- **HOW TO COMPLETE THIS TASK**
Please give back word for word the lines of the material below between the line containing "In the photo above, where can the green" and the line containing "In the photo above, where can the tan", inclusive.
——————
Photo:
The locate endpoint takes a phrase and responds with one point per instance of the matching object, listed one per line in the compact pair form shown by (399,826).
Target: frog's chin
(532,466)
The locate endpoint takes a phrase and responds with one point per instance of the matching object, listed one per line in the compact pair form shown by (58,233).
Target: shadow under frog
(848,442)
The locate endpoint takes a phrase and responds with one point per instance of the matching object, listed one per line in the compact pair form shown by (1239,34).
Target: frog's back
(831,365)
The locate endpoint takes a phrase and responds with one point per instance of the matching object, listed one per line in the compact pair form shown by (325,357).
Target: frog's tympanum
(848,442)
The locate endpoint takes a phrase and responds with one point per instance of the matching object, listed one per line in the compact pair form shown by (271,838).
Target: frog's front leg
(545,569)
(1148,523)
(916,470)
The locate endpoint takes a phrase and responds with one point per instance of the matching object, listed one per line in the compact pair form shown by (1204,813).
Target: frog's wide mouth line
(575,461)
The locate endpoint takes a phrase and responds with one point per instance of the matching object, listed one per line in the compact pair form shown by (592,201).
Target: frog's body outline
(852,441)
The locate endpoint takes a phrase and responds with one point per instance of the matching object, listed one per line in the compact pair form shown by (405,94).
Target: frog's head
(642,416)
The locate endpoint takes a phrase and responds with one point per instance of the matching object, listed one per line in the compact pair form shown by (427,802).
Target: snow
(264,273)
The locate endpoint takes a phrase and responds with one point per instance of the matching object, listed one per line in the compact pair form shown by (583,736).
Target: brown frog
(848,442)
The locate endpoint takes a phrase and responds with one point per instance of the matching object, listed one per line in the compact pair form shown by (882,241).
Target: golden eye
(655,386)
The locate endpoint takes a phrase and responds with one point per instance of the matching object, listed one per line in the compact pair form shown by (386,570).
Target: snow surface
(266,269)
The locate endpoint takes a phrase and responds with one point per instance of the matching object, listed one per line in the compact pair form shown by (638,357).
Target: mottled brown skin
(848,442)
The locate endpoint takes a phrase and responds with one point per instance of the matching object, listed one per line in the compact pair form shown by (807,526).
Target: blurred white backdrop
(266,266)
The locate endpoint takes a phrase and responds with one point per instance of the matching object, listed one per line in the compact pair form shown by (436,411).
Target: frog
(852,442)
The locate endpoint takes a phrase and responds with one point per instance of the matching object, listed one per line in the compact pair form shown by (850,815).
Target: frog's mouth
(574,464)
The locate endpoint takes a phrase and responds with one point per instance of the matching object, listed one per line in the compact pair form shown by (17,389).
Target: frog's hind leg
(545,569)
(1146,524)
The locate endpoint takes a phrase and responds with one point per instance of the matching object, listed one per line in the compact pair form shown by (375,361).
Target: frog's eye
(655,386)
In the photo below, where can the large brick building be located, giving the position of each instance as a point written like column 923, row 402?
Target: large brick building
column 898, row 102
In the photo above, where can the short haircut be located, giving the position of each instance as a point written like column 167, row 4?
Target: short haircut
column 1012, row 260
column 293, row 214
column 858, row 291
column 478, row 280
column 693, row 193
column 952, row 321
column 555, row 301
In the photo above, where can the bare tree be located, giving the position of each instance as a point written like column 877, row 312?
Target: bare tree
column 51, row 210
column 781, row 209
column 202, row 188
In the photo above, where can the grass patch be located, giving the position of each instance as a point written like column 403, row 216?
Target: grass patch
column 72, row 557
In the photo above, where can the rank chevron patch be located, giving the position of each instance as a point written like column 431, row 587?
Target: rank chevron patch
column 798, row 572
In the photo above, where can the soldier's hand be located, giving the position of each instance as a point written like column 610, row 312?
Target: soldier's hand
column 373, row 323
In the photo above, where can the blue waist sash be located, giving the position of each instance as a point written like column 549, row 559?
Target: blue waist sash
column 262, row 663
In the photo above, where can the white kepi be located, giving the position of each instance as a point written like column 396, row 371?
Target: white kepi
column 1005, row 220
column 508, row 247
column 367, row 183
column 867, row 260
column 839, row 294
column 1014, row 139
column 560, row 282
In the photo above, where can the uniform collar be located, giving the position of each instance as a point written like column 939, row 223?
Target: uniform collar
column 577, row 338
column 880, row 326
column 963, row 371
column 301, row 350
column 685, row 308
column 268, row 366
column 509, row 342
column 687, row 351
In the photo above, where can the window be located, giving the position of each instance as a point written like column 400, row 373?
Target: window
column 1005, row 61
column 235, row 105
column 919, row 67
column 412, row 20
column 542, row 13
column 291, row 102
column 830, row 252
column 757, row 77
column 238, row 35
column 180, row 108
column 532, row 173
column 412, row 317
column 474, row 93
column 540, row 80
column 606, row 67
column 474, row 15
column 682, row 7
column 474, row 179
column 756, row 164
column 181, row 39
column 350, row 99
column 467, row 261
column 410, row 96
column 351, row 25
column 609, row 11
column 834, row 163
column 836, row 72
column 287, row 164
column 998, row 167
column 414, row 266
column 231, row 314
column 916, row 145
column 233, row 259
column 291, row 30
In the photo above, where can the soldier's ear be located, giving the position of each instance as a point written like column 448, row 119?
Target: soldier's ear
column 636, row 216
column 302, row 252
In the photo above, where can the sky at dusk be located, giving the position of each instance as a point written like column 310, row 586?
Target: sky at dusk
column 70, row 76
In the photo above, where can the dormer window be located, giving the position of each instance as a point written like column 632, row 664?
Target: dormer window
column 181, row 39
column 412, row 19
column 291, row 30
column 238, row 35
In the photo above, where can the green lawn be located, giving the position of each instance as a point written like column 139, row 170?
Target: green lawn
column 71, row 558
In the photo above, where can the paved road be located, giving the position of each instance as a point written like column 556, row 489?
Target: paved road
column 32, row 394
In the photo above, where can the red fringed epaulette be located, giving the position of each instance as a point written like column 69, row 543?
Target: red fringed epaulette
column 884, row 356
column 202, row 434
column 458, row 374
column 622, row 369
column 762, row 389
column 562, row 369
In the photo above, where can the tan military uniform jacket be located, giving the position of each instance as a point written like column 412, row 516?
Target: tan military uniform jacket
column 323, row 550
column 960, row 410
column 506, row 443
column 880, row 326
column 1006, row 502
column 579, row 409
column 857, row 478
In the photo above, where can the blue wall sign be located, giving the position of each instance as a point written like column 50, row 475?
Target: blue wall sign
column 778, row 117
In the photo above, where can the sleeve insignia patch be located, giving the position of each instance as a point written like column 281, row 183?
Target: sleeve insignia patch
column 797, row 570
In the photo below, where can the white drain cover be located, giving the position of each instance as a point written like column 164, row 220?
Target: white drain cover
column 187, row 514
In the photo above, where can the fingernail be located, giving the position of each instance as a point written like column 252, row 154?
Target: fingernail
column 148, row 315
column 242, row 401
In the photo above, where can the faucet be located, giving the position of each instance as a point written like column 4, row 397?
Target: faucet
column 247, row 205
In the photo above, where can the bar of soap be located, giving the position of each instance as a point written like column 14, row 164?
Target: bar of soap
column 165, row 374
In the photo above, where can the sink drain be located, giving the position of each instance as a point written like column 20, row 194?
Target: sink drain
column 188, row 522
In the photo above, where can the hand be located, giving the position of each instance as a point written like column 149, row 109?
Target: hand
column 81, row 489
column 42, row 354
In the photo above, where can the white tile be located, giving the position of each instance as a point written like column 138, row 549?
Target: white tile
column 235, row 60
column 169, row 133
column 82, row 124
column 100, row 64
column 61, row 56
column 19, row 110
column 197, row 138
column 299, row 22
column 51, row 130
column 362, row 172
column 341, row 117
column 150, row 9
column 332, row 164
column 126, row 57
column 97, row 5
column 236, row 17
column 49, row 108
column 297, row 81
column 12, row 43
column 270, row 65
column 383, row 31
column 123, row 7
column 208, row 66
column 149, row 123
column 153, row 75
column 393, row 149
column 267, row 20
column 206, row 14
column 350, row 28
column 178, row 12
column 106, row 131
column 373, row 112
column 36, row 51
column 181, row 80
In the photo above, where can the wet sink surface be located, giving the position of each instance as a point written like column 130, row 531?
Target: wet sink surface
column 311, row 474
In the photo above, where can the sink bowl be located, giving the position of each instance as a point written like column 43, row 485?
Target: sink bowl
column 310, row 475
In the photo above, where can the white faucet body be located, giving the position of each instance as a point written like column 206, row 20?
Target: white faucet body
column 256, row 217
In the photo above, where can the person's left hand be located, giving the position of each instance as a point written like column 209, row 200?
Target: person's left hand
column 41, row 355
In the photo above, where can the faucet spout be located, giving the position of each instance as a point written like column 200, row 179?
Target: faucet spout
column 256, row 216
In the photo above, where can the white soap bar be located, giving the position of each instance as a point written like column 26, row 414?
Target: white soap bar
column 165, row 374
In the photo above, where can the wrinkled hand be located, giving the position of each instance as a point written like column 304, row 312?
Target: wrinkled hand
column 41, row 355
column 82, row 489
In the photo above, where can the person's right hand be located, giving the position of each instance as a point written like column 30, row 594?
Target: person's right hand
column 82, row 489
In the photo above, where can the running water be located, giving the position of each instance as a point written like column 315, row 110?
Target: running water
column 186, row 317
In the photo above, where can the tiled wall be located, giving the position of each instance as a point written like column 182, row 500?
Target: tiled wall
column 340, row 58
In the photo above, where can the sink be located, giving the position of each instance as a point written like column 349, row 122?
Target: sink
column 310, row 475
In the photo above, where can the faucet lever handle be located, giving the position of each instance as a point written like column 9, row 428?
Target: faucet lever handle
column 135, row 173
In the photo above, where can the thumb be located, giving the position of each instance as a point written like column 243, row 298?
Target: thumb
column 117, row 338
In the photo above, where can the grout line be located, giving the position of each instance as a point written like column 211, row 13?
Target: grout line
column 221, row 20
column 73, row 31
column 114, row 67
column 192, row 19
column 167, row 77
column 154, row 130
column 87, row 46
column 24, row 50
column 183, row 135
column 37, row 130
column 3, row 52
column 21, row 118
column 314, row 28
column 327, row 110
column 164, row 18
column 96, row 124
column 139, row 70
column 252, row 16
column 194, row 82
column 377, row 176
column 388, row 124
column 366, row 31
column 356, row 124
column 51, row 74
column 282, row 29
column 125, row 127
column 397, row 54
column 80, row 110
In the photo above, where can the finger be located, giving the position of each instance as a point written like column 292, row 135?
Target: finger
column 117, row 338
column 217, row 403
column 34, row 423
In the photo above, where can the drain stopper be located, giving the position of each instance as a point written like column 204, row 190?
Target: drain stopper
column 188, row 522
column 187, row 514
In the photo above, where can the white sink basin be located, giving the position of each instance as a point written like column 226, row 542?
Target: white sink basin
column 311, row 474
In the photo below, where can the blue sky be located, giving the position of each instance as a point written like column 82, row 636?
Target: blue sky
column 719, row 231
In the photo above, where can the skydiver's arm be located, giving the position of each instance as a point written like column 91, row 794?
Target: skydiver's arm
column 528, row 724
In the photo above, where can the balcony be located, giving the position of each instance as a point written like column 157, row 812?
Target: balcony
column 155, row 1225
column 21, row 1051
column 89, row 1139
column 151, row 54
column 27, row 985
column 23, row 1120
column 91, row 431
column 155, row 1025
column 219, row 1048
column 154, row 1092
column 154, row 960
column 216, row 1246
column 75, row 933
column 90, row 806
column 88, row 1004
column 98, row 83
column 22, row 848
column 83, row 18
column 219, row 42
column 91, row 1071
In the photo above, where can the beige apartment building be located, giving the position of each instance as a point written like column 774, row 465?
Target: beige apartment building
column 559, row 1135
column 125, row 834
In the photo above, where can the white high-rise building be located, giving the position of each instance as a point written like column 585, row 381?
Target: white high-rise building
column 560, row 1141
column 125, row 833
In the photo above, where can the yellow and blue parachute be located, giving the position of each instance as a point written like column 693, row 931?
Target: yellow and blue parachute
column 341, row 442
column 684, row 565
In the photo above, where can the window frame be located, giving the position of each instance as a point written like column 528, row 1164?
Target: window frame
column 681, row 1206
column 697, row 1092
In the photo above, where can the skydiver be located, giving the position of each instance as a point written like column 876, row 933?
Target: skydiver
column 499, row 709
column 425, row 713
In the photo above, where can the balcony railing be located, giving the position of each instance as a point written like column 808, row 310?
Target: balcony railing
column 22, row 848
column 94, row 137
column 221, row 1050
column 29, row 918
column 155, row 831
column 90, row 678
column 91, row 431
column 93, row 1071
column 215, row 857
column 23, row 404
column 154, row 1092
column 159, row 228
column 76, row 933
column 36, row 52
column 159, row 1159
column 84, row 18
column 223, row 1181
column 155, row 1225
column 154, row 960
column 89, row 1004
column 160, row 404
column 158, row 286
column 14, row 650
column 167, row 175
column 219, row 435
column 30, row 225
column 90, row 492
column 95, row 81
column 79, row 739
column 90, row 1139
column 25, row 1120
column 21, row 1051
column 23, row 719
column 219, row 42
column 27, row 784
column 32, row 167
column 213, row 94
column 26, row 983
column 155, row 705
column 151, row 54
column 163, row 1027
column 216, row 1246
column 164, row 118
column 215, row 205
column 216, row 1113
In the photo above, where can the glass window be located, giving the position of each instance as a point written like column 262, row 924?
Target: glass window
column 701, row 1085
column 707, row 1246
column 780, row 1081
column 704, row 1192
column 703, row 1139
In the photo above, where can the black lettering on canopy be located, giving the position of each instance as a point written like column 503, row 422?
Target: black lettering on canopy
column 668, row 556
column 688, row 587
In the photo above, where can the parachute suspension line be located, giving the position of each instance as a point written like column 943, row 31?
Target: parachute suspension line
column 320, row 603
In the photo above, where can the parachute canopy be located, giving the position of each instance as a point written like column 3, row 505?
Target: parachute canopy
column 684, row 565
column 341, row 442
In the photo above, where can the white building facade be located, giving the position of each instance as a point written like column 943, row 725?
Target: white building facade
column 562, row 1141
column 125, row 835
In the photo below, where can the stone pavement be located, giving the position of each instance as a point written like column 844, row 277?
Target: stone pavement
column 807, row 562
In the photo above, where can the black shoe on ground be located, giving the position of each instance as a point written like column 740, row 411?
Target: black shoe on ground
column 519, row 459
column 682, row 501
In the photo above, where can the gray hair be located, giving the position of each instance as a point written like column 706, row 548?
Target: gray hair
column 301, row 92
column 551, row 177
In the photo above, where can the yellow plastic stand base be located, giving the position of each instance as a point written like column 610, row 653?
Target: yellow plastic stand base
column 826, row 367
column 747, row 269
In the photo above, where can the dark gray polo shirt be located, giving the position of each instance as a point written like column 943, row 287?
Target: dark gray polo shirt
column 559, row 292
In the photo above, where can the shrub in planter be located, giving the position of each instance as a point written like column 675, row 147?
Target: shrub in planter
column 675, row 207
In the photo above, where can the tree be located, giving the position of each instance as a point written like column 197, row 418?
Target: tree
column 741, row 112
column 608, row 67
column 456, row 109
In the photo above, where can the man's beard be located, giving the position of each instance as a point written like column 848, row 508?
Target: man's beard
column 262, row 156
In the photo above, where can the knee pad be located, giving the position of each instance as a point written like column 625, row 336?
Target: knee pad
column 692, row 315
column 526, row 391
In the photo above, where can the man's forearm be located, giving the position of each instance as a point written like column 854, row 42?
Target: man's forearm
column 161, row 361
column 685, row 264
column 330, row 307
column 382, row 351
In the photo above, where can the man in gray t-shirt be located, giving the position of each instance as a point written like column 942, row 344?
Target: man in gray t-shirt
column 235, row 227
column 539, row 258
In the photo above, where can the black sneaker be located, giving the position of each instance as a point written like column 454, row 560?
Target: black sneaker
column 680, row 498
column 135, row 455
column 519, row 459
——————
- **EXPECTED ANSWER**
In the photo above, where can the green lawn be located, giving the position of each instance as a point written like column 139, row 170?
Target: green lawn
column 71, row 558
In the photo above, where can the paved road be located, giving the position of each instance as a point written like column 556, row 489?
Target: paved road
column 32, row 394
In the photo above, where can the red fringed epaulette be located, giving the position of each instance as a point written like column 69, row 543?
Target: red fringed epaulette
column 884, row 356
column 202, row 434
column 458, row 374
column 622, row 369
column 762, row 389
column 562, row 369
In the photo above, where can the tan military uniform jacket be located, giving the position of each instance as a point written like column 412, row 516?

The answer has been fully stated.